## Problem to work on
Please copy out every one of the entries below, reproducing each line character for character.
[START OF Supplied information]
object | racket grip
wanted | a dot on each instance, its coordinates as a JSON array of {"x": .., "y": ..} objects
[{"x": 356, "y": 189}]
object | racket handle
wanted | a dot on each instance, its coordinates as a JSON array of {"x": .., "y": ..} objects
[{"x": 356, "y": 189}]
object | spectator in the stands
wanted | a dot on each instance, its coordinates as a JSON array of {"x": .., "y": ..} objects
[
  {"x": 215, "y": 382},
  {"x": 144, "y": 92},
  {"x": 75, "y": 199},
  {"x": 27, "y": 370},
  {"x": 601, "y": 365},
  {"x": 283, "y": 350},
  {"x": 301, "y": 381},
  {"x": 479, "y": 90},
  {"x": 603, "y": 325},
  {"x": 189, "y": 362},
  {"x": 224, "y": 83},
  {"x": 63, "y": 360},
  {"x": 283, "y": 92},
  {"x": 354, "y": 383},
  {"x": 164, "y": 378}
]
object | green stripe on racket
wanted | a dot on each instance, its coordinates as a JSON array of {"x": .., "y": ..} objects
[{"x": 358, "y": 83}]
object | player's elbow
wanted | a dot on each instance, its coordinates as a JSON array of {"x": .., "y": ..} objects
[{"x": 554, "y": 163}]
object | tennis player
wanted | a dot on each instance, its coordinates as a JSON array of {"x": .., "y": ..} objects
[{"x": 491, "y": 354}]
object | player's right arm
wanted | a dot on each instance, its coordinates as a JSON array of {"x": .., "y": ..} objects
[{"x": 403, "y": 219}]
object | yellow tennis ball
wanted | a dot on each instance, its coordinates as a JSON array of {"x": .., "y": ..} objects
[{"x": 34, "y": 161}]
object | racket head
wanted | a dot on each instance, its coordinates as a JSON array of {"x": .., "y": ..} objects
[END OF Supplied information]
## Output below
object | racket grip
wanted | a dot on each instance, its coordinates as a JSON array of {"x": .., "y": ..} objects
[{"x": 356, "y": 189}]
object | racket handle
wanted | a dot on each instance, its coordinates as a JSON array of {"x": .., "y": ..} objects
[{"x": 356, "y": 189}]
object | spectator in the stands
wanted | a dot on each instance, its coordinates as a JSON array of {"x": .., "y": ..} objects
[
  {"x": 215, "y": 382},
  {"x": 144, "y": 92},
  {"x": 75, "y": 199},
  {"x": 27, "y": 370},
  {"x": 601, "y": 365},
  {"x": 283, "y": 350},
  {"x": 301, "y": 381},
  {"x": 479, "y": 90},
  {"x": 603, "y": 325},
  {"x": 189, "y": 362},
  {"x": 224, "y": 83},
  {"x": 63, "y": 360},
  {"x": 283, "y": 92},
  {"x": 354, "y": 383},
  {"x": 164, "y": 378}
]
object | green stripe on racket
wanted | a dot on each instance, its coordinates as a JSON array of {"x": .., "y": ..} objects
[{"x": 358, "y": 83}]
object | player's elbow
wanted | a dot on each instance, its coordinates as a JSON array of {"x": .., "y": ..} objects
[{"x": 554, "y": 163}]
object | tennis player
wanted | a dot on each instance, its coordinates as a JSON array of {"x": .., "y": ..} objects
[{"x": 491, "y": 354}]
object | player's right arm
wanted | a dot on each instance, its coordinates as a JSON array of {"x": .., "y": ..} objects
[{"x": 403, "y": 219}]
object | yellow tennis ball
wanted | a dot on each instance, its coordinates as a JSON array of {"x": .., "y": ..} objects
[{"x": 34, "y": 161}]
object | racket head
wanted | a dot on each instance, its coordinates as a JSON array of {"x": .., "y": ..} objects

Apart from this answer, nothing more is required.